+++ EXERCISE MATERIAL +++

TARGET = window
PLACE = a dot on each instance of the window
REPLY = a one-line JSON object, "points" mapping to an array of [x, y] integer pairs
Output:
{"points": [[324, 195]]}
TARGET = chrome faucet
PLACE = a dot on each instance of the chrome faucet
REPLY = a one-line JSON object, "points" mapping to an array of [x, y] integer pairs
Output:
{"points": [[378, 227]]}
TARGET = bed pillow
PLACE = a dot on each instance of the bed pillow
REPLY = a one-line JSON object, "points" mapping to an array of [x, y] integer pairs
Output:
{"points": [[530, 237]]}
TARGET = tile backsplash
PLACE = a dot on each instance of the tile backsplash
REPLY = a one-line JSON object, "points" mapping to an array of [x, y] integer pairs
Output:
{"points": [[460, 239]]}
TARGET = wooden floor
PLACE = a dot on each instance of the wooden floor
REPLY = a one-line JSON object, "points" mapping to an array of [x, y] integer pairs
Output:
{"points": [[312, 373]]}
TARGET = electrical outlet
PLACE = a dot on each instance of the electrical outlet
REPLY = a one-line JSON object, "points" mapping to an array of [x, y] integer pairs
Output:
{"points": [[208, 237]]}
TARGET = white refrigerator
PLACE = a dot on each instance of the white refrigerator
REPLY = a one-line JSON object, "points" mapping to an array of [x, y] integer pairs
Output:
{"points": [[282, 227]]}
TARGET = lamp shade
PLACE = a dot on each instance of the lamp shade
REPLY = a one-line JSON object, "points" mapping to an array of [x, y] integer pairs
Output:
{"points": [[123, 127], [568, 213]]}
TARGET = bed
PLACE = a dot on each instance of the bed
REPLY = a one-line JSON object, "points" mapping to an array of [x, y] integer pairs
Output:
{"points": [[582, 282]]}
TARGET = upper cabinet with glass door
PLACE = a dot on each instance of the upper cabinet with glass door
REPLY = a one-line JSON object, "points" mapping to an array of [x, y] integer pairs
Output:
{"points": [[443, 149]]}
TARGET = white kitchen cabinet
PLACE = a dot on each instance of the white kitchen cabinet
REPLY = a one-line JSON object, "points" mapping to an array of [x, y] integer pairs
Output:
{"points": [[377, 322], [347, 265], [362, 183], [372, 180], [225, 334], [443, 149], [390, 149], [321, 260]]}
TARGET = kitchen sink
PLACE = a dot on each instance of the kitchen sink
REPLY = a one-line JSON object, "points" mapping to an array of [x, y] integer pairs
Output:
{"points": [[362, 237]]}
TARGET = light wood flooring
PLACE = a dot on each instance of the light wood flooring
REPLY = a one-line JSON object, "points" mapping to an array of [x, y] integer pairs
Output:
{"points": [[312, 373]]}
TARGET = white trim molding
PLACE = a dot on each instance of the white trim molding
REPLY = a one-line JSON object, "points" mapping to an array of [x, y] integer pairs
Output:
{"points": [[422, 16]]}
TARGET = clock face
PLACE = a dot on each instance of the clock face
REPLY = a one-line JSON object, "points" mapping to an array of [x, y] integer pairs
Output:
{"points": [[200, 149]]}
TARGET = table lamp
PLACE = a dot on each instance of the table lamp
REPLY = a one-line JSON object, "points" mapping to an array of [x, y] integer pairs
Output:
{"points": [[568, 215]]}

+++

TASK PROMPT: Every record above is to be transcribed exactly.

EXERCISE OUTPUT:
TARGET = window
PLACE = a dot on each instance of the window
REPLY = a one-line JSON object, "points" mapping to an array of [x, y] integer pairs
Output:
{"points": [[324, 195]]}
TARGET = chrome faucet
PLACE = a dot on each instance of the chrome faucet
REPLY = a one-line JSON object, "points" mapping to an array of [x, y] integer pairs
Output:
{"points": [[378, 227]]}
TARGET = bed pillow
PLACE = a dot on each instance of the bed pillow
REPLY = a one-line JSON object, "points" mapping to an array of [x, y] integer pairs
Output:
{"points": [[530, 237]]}
TARGET = tile backsplash
PLACE = a dot on each instance of the tile backsplash
REPLY = a one-line JSON object, "points" mapping to an array of [x, y] integer pairs
Output:
{"points": [[460, 239]]}
TARGET = wooden floor
PLACE = a dot on each instance of the wooden floor
REPLY = a one-line JSON object, "points" mapping to an array of [x, y] integer pairs
Output:
{"points": [[312, 373]]}
TARGET = electrical outlet
PLACE = a dot on each instance of the electrical outlet
REPLY = a one-line JSON object, "points" mapping to an array of [x, y] integer pairs
Output:
{"points": [[208, 237]]}
TARGET = white refrigerator
PLACE = a dot on each instance of the white refrigerator
REPLY = a one-line JSON object, "points" mapping to an array of [x, y] integer pairs
Output:
{"points": [[282, 227]]}
TARGET = lamp shade
PLACE = a dot on each instance of the lamp shade
REPLY = a one-line JSON object, "points" mapping to an array of [x, y] integer pairs
Output:
{"points": [[123, 127], [568, 213]]}
TARGET = bed
PLACE = a dot on each instance of the bed
REPLY = a one-line JSON object, "points" mapping to an array of [x, y] integer pairs
Output:
{"points": [[582, 282]]}
TARGET = upper cabinet with glass door
PLACE = a dot on each instance of the upper cabinet with glass door
REPLY = a one-line JSON object, "points" mapping to an array of [x, y] integer pairs
Output:
{"points": [[443, 149]]}
TARGET = white kitchen cabinet
PLACE = a dot on each instance of the white kitchen cabinet
REPLY = a one-line JSON object, "points" mapping to an array of [x, y] integer pairs
Output:
{"points": [[377, 322], [347, 265], [362, 183], [372, 180], [225, 334], [443, 149], [390, 149], [321, 260]]}
TARGET = kitchen sink
PLACE = a dot on each instance of the kitchen sink
REPLY = a one-line JSON object, "points" mapping to an array of [x, y] integer pairs
Output:
{"points": [[362, 237]]}
TARGET = light wood flooring
PLACE = a dot on each instance of the light wood flooring
REPLY = a one-line JSON object, "points" mapping to an array of [x, y] integer pairs
Output:
{"points": [[312, 373]]}
TARGET = white trim molding
PLACE = a dot on each instance of the white trim molding
REPLY = a one-line JSON object, "points" mapping to an array of [x, y] integer pairs
Output:
{"points": [[422, 16]]}
TARGET = clock face
PLACE = a dot on each instance of the clock face
REPLY = a one-line JSON object, "points" mapping to an array of [x, y] integer pairs
Output:
{"points": [[200, 149]]}
TARGET = table lamp
PLACE = a dot on each instance of the table lamp
REPLY = a one-line JSON object, "points" mapping to an array of [x, y] integer pairs
Output:
{"points": [[568, 215]]}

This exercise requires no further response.